* BEGIN INPUT FOR THIS TASK *

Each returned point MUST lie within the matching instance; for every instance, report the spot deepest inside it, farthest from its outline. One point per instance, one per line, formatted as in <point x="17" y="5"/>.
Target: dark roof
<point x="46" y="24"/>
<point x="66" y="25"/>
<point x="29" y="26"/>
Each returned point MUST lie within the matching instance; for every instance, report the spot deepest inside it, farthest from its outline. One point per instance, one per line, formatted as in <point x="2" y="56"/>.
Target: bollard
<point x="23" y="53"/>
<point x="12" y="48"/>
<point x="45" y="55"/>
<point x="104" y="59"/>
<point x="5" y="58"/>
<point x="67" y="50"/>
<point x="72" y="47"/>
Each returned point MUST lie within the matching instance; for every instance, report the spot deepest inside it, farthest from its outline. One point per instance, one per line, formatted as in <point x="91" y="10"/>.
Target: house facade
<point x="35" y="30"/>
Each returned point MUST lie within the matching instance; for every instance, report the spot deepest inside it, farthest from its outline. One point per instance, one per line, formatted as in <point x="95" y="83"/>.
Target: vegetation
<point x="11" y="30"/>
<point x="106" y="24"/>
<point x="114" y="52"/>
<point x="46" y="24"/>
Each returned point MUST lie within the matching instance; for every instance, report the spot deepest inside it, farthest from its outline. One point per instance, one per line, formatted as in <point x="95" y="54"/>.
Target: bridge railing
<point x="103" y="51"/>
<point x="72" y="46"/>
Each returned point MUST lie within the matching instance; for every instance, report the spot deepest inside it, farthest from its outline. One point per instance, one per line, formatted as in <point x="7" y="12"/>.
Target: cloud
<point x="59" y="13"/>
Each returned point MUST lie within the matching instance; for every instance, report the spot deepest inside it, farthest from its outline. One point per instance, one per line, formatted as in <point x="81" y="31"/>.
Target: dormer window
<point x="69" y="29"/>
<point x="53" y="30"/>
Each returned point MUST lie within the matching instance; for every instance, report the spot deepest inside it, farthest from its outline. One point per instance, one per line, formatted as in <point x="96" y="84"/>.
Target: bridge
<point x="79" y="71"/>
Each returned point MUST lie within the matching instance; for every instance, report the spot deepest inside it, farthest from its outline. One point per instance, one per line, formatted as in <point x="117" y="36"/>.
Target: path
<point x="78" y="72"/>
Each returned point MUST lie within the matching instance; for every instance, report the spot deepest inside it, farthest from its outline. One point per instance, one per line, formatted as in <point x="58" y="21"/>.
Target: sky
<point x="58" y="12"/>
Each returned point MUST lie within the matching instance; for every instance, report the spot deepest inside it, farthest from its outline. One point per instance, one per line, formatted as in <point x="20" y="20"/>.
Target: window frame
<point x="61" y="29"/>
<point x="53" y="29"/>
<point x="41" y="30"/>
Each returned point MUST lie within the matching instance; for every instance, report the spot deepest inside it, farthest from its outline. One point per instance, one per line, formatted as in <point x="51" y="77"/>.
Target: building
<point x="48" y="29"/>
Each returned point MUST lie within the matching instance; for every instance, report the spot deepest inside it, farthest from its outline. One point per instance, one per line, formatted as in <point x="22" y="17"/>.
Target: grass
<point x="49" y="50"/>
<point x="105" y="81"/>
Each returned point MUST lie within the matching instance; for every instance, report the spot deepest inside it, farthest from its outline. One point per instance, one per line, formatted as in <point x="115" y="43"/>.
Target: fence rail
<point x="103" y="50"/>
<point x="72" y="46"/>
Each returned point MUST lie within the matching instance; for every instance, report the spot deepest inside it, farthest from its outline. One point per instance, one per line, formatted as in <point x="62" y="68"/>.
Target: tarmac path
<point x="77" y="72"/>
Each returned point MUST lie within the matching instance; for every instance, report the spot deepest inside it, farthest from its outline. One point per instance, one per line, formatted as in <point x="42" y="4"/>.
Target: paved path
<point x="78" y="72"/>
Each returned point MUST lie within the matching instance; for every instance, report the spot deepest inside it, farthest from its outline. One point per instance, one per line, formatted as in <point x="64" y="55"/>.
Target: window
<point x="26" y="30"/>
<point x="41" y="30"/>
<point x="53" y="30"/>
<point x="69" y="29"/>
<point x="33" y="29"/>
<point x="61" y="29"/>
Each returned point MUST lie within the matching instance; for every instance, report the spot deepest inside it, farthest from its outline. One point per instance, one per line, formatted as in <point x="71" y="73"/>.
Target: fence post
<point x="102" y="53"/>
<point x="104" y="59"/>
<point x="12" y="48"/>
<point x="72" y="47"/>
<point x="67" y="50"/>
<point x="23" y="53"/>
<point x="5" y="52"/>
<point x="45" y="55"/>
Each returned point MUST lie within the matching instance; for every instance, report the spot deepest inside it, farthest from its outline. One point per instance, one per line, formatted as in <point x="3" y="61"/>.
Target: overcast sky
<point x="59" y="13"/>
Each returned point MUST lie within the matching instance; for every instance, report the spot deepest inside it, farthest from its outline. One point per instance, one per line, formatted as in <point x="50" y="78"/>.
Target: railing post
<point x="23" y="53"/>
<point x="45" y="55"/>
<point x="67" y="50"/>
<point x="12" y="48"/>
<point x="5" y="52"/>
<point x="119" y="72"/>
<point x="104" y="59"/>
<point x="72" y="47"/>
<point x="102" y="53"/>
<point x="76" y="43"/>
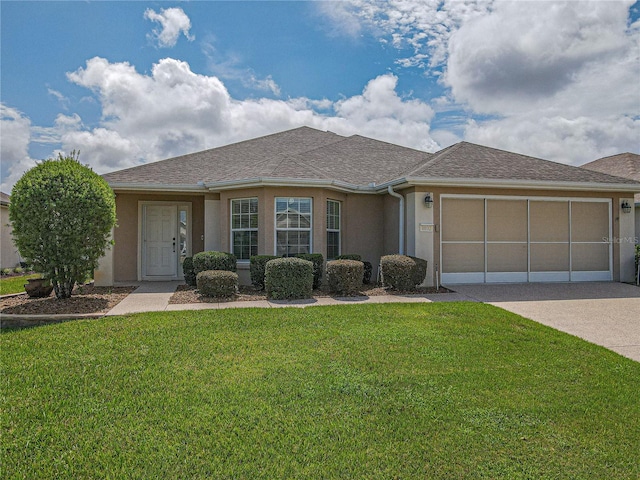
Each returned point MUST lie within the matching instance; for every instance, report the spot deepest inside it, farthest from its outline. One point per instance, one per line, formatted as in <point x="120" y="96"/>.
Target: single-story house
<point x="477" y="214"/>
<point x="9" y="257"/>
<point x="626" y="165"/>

* END INPUT FOR THIS TASK *
* BEGIN INPUT FOR THIS TASK *

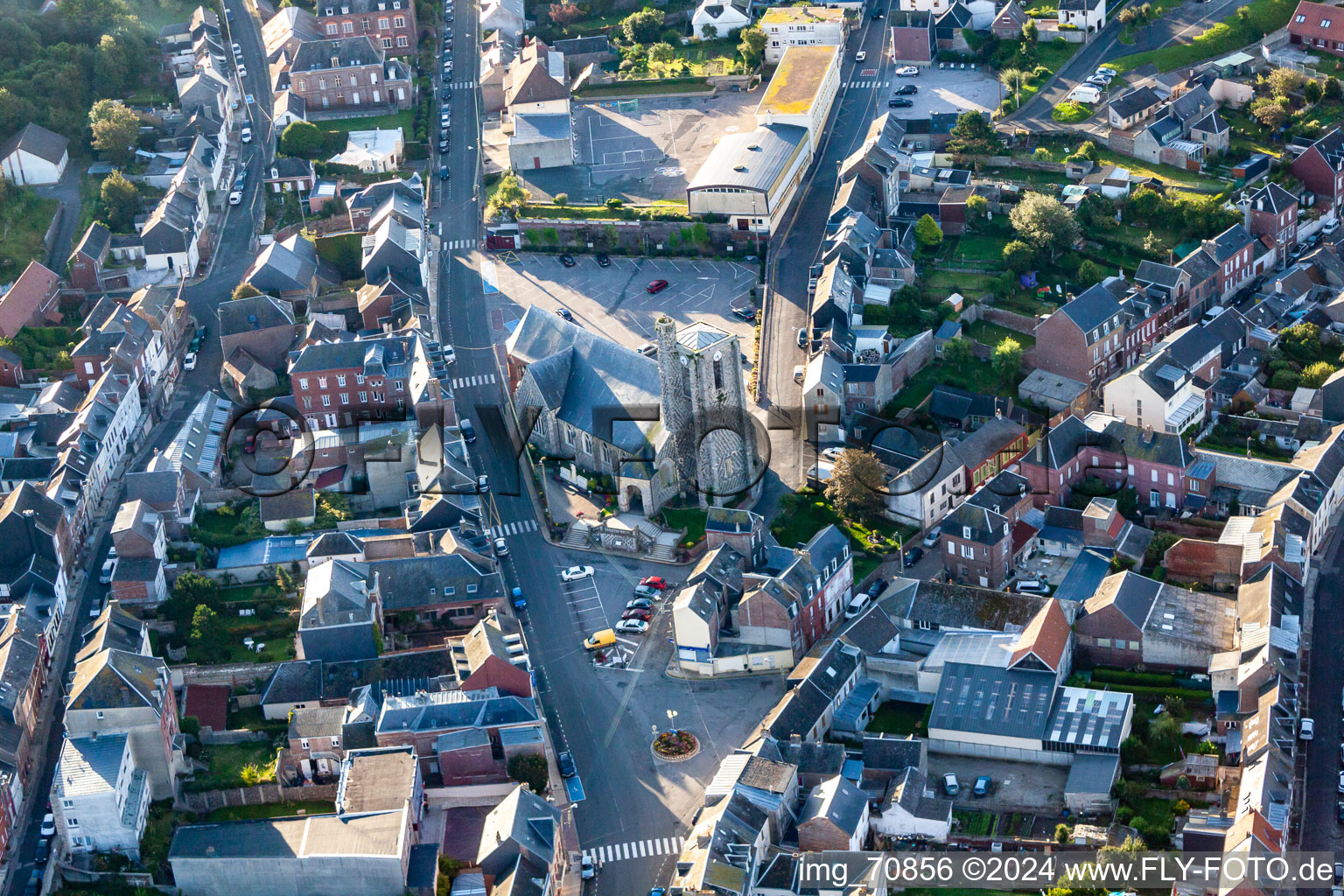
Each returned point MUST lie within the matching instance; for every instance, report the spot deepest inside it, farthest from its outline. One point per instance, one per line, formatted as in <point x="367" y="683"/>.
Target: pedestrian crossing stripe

* END INPUT FOR THIS TASK *
* BEGIN INPUT FOR THIS TASK *

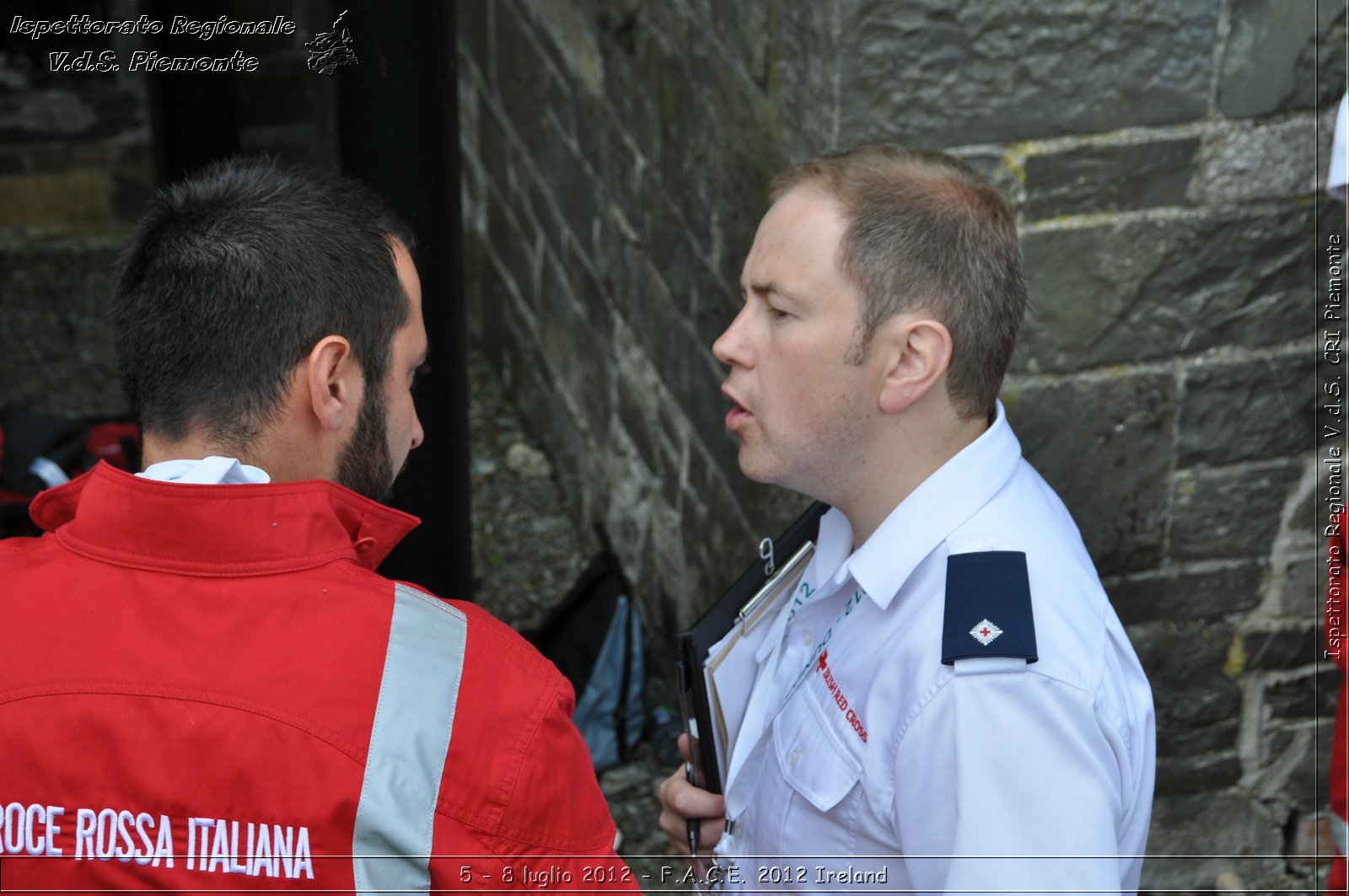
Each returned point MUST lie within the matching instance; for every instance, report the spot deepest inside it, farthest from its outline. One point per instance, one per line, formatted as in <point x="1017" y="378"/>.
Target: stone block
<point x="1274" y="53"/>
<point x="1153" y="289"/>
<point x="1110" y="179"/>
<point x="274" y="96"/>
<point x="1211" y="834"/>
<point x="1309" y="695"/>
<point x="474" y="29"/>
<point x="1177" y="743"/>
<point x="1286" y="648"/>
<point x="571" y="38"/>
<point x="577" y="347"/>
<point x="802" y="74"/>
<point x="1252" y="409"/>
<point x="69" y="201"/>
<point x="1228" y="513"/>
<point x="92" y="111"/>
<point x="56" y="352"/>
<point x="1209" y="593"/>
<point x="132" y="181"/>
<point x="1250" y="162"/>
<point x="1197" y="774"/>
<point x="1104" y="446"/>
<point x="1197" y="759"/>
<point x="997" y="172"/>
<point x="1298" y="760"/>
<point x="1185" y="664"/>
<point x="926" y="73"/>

* END INPUT FOR THIS TASK *

Report each line in the listing above that contains the string "railing", reproducing every such line in full.

## EXERCISE RESULT
Target: bridge railing
Target: railing post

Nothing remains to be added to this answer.